# [Texte fourni]
-=-=-

LES VOLONTÉS DE LEUR GRAND-MÈRE ONT ÉTÉ TRAHIES
Me Edelman et Me Bourdon ont plaidé pour ceux des descendants qui estiment que les volontés de leur grand-mère et arrière-grand-mère ont été trahies. Car Peggy Guggenheim a eu deux enfants, un fils, Simbad, et une fille, Pegeen. Si les descendants de Pegeen étaient au tribunal en tant que plaignants, ceux de Simbad soutiennent au contraire la partie adverse. Trois d'entre eux ont signé une attestation en ce sens, une autre, qui travaille pour la fondation new-yorkaise, s'est abstenue.
Un autre point litigieux concerne une précédente procédure, qui s'était tenue dans les années 1990 pour les mêmes faits. A l'époque déjà, certains des actuels plaignants avaient constaté, lors d'une visite à Venise, que l'esprit de leur grand-mère n'était, selon eux, pas respecté. La collection était montrée de manière fragmentaire, des pièces étrangères y étaient substituées. Le palazzo de Peggy, reflet de son goût et de celui d'une époque, était devenu la banale et mouvante extension de la Fondation Solomon R. Guggenheim.
Après plusieurs péripéties juridiques – globalement en sa faveur –, la fondation avait accepté un règlement à l'amiable fondé sur un protocole signé en 1996, qui garantissait notamment aux descendants de Peggy qu'ils seraient consultés sur d'éventuelles modifications de l'ordonnancement des collections.
1 EURO DE DOMMAGES ET INTÉRÊTS, LES LIEUX REMIS EN ÉTAT
Pour les défendeurs, selon Me Dauzier, la demande des plaignants est irrecevable aujourd'hui, car la chose a déjà été jugée dans les années 1990. Pour Me Bernard Edelman, au contraire, la transaction qui s'est ensuivie se substitue au jugement.

-=-=-

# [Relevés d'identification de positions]
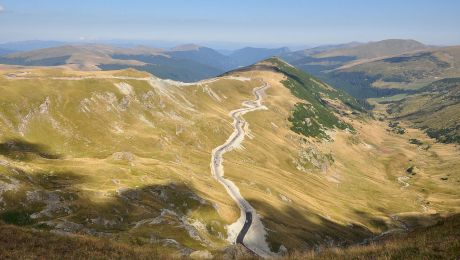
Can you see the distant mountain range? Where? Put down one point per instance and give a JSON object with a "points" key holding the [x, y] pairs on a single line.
{"points": [[365, 70], [187, 63]]}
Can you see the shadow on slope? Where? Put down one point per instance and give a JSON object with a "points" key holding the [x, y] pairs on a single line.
{"points": [[19, 149]]}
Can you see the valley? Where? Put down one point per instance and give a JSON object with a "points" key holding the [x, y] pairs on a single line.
{"points": [[125, 155]]}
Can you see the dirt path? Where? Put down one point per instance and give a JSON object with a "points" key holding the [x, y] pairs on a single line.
{"points": [[248, 230]]}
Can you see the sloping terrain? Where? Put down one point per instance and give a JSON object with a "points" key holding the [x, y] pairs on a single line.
{"points": [[435, 109], [247, 56], [434, 242], [376, 69], [186, 63], [126, 156]]}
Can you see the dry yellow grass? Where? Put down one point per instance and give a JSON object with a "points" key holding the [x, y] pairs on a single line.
{"points": [[346, 190]]}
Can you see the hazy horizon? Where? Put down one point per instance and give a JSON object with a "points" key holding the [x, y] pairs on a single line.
{"points": [[230, 24]]}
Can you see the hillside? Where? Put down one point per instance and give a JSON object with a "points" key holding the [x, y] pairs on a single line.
{"points": [[435, 109], [378, 49], [404, 72], [438, 241], [126, 156], [249, 55], [373, 69]]}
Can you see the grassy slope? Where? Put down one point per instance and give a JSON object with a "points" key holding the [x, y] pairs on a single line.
{"points": [[22, 243], [314, 117], [292, 182], [435, 242], [436, 110], [441, 241]]}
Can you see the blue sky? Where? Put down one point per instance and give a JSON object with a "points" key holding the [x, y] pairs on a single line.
{"points": [[257, 22]]}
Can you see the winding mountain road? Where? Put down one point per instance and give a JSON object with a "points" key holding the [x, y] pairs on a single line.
{"points": [[248, 229]]}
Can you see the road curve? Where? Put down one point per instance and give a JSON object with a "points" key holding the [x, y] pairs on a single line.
{"points": [[248, 229]]}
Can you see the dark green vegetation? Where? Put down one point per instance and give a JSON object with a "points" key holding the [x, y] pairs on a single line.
{"points": [[317, 115], [435, 109], [249, 55], [378, 69]]}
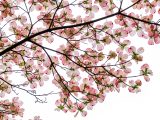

-=-=-

# [Travail demandé]
Poursuivez l'article sur le litige autour de la collection de Peggy Guggenheim à Venise, en enchaînant directement après sa dernière phrase.

# [Réponse proposée]
Ce point est crucial : si les juges suivent l'argumentation du premier, l'affaire s'arrête là. S'ils entendent ceux de Me Edelman, cela deviendra un feuilleton judiciaire des plus croustillants. Car les plaignants réclament, outre 1 euro de dommages et intérêts, que les lieux soient remis en état, voire que soit révoquée la donation faite par Peggy Guggenheim.
Or le lieu accueille 400 000 visiteurs payants par an, une manne pour la Fondation Solomon R. Guggenheim, qui n'est pas prête à se laisser faire.
Et si elle regrette la mauvaise publicité que lui fait cette affaire, au point de s'étonner, dans un droit de réponse, « que Le Monde ait donné un tel écho », elle a toutefois mandaté une célèbre agence de relations publiques. Ses représentantes distribuaient aux journalistes à la sortie de l'audience un communiqué soutenant leur point de vue. Une pratique inhabituelle au Palais. Jugement le 2 juillet.